■ Selected extract
══════════════════════════════
Most often cluster headaches wake you up in the middle of the night with excruciating pain surrounding one eye.
In periods of frequent headaches known as clusters, headaches can last from weeks to months, usually followed by periods of remission.
What Are Cluster Headaches?
Cluster headaches are generalized headaches caused by nerves in the face, scalp, and temples. Its name is derived from the fact that they tend to occur in clusters or groups. During a cluster cycle, brief, excruciatingly severe headaches recur between 1-8 times per day. Cluster cycles can last for weeks or months, followed by remission periods or periods of headache freedom, usually lasting months or years.
A cluster headache is often said to be the most painful of all headaches; it has been described as “boring,” “burning,” “like a hot poker in the eye,” and as “suicide headache.” It is possible to experience severe pain from cluster these headaches.
There is a high incidence of cluster headaches between adolescence and middle age, though the condition can occur at any age. These are rare, suffered by only 0.5% of the population, and are four times more likely to occur among males than females.
SYMPTOMS of CLUSTER HEADACHES
Cluster headache pain concentrates in one part of the head, usually in the orbits and suborbital regions. The pain experienced is generally severe.
The condition is characterized by symptoms that occur on the same side of the head where the pain is located and can include tearing or red eyes, a runny or stuffy nose, and sweating or flushing of the face. People who are suffering from headaches may develop droopy eyelids or smaller pupils during attack episodes. Compared with migraine patients, cluster headache patients tend to be restless or agitated during attacks; they rarely lie down or stay still during attacks. In contrast to migraines, cluster headaches mostly affect young males between the ages of 27 and 31.
══════════════════════════════
■ Required work
Translate this sentence from the text on cluster headaches into Spanish: "Cluster headache pain concentrates in one part of the head, usually in the orbits and suborbital regions."

■ Records shown
══════════════════════════════
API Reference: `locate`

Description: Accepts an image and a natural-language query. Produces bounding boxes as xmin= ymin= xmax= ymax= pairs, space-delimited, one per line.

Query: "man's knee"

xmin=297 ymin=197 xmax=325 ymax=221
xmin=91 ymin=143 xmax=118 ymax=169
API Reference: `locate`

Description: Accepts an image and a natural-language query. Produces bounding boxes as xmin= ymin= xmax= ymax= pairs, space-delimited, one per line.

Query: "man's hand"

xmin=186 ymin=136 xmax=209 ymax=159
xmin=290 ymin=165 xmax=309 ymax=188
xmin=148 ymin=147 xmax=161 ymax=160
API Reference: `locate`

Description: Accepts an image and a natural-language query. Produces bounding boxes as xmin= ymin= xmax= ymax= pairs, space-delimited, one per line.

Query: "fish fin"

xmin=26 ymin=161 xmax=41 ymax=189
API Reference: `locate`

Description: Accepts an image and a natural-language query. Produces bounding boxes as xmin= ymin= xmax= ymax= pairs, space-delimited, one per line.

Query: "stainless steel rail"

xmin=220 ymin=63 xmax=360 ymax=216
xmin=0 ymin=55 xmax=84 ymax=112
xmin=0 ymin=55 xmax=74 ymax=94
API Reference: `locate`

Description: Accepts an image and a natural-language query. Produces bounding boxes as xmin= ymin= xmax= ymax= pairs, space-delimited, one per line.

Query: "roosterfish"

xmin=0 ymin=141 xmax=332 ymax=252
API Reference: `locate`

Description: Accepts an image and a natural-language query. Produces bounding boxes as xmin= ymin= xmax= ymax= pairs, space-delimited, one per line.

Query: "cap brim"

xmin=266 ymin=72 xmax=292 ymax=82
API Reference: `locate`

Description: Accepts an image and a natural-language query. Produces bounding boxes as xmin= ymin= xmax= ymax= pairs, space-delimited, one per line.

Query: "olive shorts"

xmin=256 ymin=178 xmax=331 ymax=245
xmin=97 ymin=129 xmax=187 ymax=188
══════════════════════════════
■ Your solution
El dolor de la cefalea en racimos se concentra en una parte de la cabeza, por lo general en las órbitas y las regiones suborbitarias.